REQUIREMENT – Can you format the lines below as a JSON list of strings, one string per line, with blank lines and pictures left out?

Records for outline labeling –
----------------------------------------

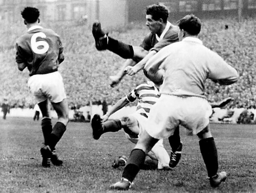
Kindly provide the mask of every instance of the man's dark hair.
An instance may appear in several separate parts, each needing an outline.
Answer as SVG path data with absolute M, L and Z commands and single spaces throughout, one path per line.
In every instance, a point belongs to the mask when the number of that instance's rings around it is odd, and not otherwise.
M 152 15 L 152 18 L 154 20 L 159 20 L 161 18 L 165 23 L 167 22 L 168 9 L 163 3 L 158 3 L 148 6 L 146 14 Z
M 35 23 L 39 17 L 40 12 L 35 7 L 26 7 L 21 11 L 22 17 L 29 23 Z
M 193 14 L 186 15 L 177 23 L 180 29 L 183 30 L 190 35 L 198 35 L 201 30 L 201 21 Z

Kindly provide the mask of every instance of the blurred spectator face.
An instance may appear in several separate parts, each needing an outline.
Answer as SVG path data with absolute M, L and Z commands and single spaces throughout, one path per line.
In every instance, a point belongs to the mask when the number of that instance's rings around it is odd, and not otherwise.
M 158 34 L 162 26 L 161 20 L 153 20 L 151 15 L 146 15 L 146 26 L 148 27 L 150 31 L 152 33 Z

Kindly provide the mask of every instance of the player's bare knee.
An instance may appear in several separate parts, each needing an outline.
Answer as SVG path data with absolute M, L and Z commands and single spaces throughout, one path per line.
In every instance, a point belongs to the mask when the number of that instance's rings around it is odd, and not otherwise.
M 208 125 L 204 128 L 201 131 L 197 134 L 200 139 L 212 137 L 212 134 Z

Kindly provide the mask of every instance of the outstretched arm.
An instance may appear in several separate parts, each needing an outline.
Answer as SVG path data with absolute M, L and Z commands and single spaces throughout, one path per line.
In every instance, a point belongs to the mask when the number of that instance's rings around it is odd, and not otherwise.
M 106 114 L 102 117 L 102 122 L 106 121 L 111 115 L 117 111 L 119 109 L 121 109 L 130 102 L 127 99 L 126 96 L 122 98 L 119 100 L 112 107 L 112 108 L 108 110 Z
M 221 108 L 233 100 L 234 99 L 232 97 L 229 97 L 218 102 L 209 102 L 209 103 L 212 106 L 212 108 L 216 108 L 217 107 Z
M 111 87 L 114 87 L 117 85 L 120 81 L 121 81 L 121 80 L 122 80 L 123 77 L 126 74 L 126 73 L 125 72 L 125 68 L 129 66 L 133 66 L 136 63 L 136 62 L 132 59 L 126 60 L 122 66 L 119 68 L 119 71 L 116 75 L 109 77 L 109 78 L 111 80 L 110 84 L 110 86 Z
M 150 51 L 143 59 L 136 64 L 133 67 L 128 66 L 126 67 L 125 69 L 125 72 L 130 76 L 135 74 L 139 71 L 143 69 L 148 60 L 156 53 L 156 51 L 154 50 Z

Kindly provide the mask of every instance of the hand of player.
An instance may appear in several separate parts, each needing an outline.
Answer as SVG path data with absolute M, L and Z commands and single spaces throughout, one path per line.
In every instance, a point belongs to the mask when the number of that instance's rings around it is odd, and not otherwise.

----------------------------------------

EXPECTED ANSWER –
[
  "Kindly provide the mask of every instance of the man's dark hair.",
  "An instance may appear in several separate parts, each needing an outline.",
  "Answer as SVG path data with absolute M, L and Z commands and single spaces throughout, one path per line.",
  "In every instance, a point belongs to the mask when the number of that instance's rings around it is odd, and not otherwise.",
  "M 152 15 L 152 18 L 154 20 L 159 20 L 161 18 L 165 23 L 167 22 L 168 9 L 163 3 L 158 3 L 148 6 L 146 14 Z",
  "M 35 23 L 39 17 L 40 12 L 35 7 L 26 7 L 21 11 L 22 17 L 29 23 Z",
  "M 193 14 L 186 15 L 177 23 L 180 29 L 183 30 L 190 35 L 198 35 L 201 30 L 201 21 Z",
  "Kindly provide the mask of every instance of the blurred spectator face.",
  "An instance may appear in several separate parts, each needing an outline.",
  "Answer as SVG path data with absolute M, L and Z commands and single spaces throughout, one path per line.",
  "In every instance, a point belongs to the mask when the number of that instance's rings around it is odd, and not otherwise.",
  "M 158 34 L 162 26 L 161 20 L 153 20 L 151 15 L 146 15 L 146 26 L 148 27 L 150 31 L 152 33 Z",
  "Kindly provide the mask of every instance of the player's bare knee.",
  "An instance may appear in several separate parts, each needing an outline.",
  "Answer as SVG path data with absolute M, L and Z commands and single spaces throughout, one path per line.",
  "In every instance, a point belongs to the mask when the number of that instance's rings around it is odd, and not otherwise.",
  "M 208 125 L 204 128 L 201 131 L 197 134 L 200 139 L 212 137 L 212 134 Z",
  "Kindly provide the mask of every instance of the outstretched arm.",
  "An instance may appear in several separate parts, each needing an outline.",
  "Answer as SVG path data with absolute M, L and Z commands and single spaces throughout, one path per line.",
  "In every instance, a point belongs to the mask when the number of that instance's rings around it is odd, and not otherwise.",
  "M 106 114 L 102 117 L 102 122 L 106 121 L 111 115 L 117 111 L 119 109 L 121 109 L 130 102 L 127 99 L 126 96 L 122 98 L 119 100 L 112 107 L 112 108 L 108 110 Z",
  "M 221 108 L 233 100 L 234 99 L 232 97 L 229 97 L 218 102 L 209 102 L 209 103 L 212 106 L 212 108 L 216 108 L 217 107 Z",
  "M 111 87 L 114 87 L 117 85 L 120 81 L 121 81 L 121 80 L 122 80 L 123 77 L 126 74 L 126 73 L 125 72 L 125 68 L 129 66 L 133 66 L 136 63 L 136 62 L 132 59 L 126 60 L 122 66 L 119 68 L 119 71 L 116 75 L 109 77 L 109 78 L 111 80 L 110 84 L 110 86 Z",
  "M 150 51 L 143 59 L 136 64 L 133 67 L 128 66 L 126 67 L 125 69 L 125 72 L 130 76 L 135 74 L 139 71 L 143 69 L 148 60 L 156 53 L 156 51 L 154 50 Z",
  "Kindly provide the mask of every instance of the hand of player.",
  "An instance may appear in several separate parts, each needing an outline.",
  "Answer as SVG path data with absolute M, L and Z commands and single spaces throughout, one path per line.",
  "In every instance, a point belongs to the mask when the number of that instance's rings around it is odd, and not otherwise."
]